▸ TASK
How many lines of the material contain the string "glacier"? Reply with the number alone.

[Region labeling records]
########################################

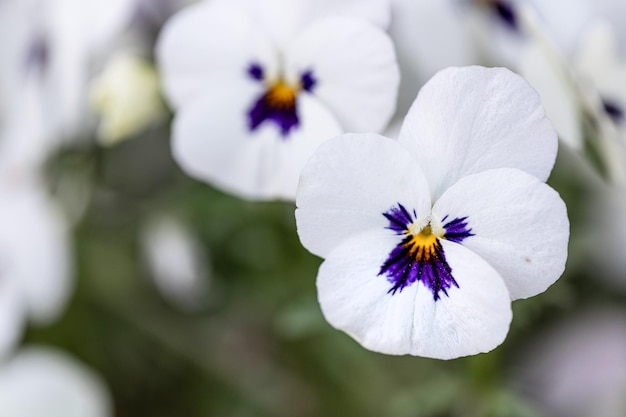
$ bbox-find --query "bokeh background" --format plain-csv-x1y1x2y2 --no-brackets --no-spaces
0,0,626,417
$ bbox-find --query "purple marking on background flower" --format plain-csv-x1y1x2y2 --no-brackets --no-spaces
300,70,317,93
378,203,473,301
602,99,626,123
494,1,518,31
248,62,265,81
247,63,317,138
441,216,474,243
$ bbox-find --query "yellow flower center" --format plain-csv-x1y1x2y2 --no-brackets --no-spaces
266,79,299,108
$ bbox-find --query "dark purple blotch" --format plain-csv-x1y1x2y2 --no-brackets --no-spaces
378,203,473,301
247,63,317,138
492,1,519,31
602,98,626,123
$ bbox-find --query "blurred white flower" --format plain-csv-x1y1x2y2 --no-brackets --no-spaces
520,16,626,183
157,0,399,199
389,0,587,118
296,67,569,359
141,216,210,310
0,0,132,158
0,346,113,417
0,177,73,353
515,310,626,417
89,51,165,145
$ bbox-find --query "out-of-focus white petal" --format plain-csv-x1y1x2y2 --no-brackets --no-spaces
296,134,430,257
513,309,626,417
433,168,569,300
0,180,73,323
0,347,112,417
89,52,165,145
156,0,278,108
399,67,557,199
141,216,210,310
285,17,399,132
519,40,582,149
317,230,511,359
0,276,25,360
389,0,470,117
213,0,390,48
172,83,341,200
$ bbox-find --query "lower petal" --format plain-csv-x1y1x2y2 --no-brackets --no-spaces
317,231,511,359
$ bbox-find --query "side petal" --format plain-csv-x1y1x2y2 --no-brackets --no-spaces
317,232,511,359
172,83,341,200
286,17,400,132
296,133,430,257
400,67,557,200
433,169,569,300
156,1,278,108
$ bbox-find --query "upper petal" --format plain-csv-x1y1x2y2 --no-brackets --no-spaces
433,169,569,300
296,133,430,257
156,1,278,107
285,17,400,132
317,231,511,359
172,83,341,200
400,67,557,199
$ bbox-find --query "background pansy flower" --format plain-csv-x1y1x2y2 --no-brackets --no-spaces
296,67,569,358
157,0,399,199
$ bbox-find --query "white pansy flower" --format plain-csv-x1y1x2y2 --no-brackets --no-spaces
0,346,113,417
0,0,133,154
157,0,398,199
89,51,165,145
296,67,569,359
0,171,73,354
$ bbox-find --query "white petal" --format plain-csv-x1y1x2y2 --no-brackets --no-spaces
156,1,277,107
317,231,511,359
172,84,341,200
433,169,569,300
286,17,400,132
0,180,73,322
0,347,112,417
400,67,557,199
296,134,430,257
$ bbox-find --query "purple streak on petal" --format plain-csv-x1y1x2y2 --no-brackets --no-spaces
248,62,265,81
300,70,317,93
442,216,474,243
378,204,463,301
247,63,317,138
383,203,417,234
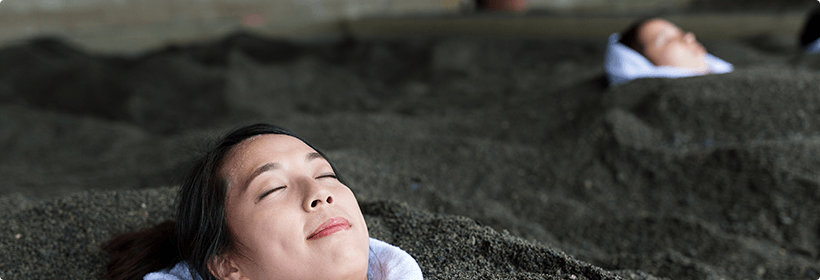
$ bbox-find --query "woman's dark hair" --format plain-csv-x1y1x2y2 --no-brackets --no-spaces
798,8,820,49
103,124,345,280
618,17,654,55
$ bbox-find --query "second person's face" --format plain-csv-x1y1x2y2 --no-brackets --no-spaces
638,19,707,71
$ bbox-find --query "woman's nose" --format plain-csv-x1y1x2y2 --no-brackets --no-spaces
304,181,333,211
683,32,697,43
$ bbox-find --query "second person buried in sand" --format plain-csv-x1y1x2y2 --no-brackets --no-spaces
604,18,734,86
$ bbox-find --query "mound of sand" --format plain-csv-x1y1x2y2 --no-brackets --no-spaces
0,31,820,279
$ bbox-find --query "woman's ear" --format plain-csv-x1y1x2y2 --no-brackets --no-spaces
208,255,247,280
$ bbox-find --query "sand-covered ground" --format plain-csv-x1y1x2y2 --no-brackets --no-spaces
0,27,820,280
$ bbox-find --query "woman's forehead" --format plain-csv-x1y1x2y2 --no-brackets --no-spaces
223,134,316,173
638,19,678,43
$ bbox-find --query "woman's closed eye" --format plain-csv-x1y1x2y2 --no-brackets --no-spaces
256,186,285,202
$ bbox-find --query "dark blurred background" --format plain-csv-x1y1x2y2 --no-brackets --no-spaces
0,0,817,52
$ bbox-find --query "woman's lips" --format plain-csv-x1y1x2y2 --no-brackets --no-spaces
308,217,350,240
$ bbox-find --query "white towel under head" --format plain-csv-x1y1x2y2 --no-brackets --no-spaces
143,238,424,280
604,33,734,86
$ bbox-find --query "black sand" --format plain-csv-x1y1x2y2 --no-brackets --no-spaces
0,27,820,279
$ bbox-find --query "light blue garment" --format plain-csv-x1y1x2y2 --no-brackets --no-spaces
806,38,820,53
143,238,424,280
604,33,734,86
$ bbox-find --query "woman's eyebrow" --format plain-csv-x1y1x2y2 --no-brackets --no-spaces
243,152,325,192
243,162,282,192
305,152,325,162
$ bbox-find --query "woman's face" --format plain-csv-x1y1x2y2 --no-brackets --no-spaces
638,19,707,71
218,134,369,280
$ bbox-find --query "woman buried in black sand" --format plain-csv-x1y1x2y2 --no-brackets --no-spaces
604,18,733,86
105,124,422,280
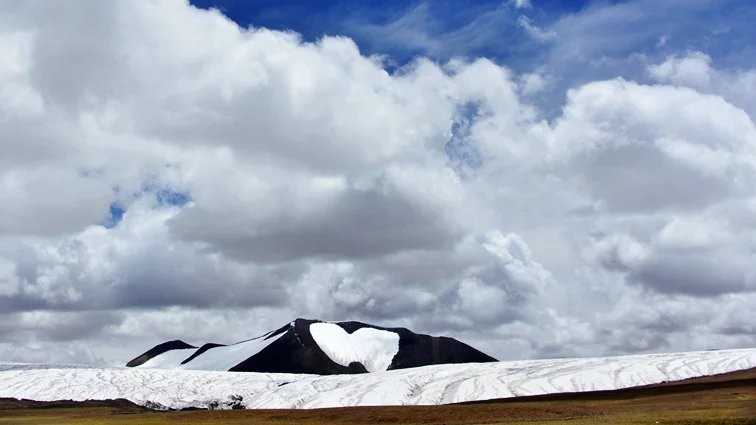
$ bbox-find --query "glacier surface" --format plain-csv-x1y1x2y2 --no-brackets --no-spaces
0,349,756,409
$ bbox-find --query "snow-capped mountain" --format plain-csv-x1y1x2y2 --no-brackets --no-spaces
0,348,756,409
126,319,496,375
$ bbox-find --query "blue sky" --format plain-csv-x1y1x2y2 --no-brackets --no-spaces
191,0,756,71
0,0,756,363
191,0,756,118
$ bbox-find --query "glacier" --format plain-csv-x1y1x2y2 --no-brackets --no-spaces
0,348,756,409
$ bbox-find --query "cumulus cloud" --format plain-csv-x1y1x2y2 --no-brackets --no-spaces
0,0,756,362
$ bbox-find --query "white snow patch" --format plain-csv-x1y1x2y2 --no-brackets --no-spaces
177,332,286,371
0,348,756,409
137,332,286,371
310,323,399,372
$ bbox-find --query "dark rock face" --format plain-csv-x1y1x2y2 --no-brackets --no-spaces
127,319,497,375
126,339,197,367
231,319,367,375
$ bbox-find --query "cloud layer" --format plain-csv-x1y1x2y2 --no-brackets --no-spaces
0,0,756,362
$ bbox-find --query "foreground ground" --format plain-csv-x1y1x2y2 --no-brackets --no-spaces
0,369,756,425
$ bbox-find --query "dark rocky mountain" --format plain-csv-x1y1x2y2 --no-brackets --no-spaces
127,319,497,375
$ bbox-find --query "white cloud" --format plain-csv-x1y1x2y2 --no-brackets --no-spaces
0,1,756,361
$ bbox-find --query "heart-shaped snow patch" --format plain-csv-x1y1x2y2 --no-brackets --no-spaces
310,323,399,372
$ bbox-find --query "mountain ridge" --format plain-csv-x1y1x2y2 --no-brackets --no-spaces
126,318,497,375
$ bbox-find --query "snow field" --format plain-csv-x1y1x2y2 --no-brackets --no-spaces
0,349,756,409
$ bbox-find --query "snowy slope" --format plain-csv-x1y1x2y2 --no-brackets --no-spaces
137,335,281,371
0,349,756,408
310,322,399,372
126,318,496,375
137,348,197,369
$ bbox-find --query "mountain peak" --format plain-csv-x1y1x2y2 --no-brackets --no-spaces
126,318,496,375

########################################

▸ WRITTEN RESPONSE
2